Instructions for the task: Copy the material from the line with "Task: find the pond" to the line with "point(16, 465)", swapping "stepping stone" for "garden stone" and leaving everything else the same.

Material for this exercise:
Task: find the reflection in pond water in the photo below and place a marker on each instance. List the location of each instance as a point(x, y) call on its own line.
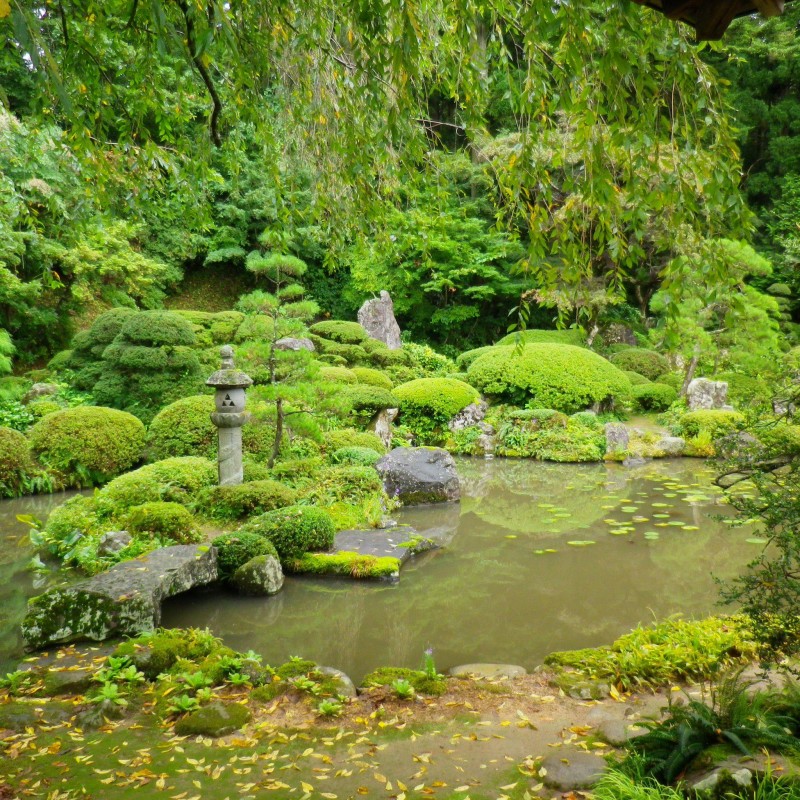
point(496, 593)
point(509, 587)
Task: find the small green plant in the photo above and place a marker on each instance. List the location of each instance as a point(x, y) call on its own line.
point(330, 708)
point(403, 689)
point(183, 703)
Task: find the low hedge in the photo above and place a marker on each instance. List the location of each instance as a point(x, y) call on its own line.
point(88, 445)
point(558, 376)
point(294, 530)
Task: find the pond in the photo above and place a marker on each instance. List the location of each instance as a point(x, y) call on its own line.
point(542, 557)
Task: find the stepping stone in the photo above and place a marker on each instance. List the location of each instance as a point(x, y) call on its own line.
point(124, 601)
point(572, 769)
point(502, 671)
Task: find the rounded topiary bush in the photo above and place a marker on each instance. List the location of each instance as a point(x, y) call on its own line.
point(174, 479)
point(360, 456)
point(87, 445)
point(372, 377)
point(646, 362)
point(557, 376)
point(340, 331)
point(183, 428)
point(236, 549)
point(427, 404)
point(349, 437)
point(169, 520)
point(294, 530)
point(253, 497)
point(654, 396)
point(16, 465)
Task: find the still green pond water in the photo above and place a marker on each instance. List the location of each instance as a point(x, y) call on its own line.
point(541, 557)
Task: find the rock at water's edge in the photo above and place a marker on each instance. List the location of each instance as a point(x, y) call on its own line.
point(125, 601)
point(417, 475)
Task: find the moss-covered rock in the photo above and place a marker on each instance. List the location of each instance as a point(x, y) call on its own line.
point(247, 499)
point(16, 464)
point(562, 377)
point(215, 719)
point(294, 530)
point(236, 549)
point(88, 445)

Task response:
Task: find the pond in the photo above and place a marker on each instance. List the location of each instance as a point(x, y) call on its own line.
point(542, 557)
Task: find the garden stone in the photo above and place a marker on each instance. List the location of each instance as a point(x, y) call on its own line.
point(124, 601)
point(572, 769)
point(502, 671)
Task: find the rounded topiary bush in the photo above and place a marker on each instance. List the location of each instance as a point(x, y) call on its own line.
point(174, 479)
point(360, 456)
point(87, 445)
point(372, 377)
point(646, 362)
point(557, 376)
point(340, 331)
point(183, 428)
point(236, 549)
point(427, 404)
point(349, 437)
point(169, 520)
point(294, 530)
point(253, 497)
point(654, 396)
point(16, 465)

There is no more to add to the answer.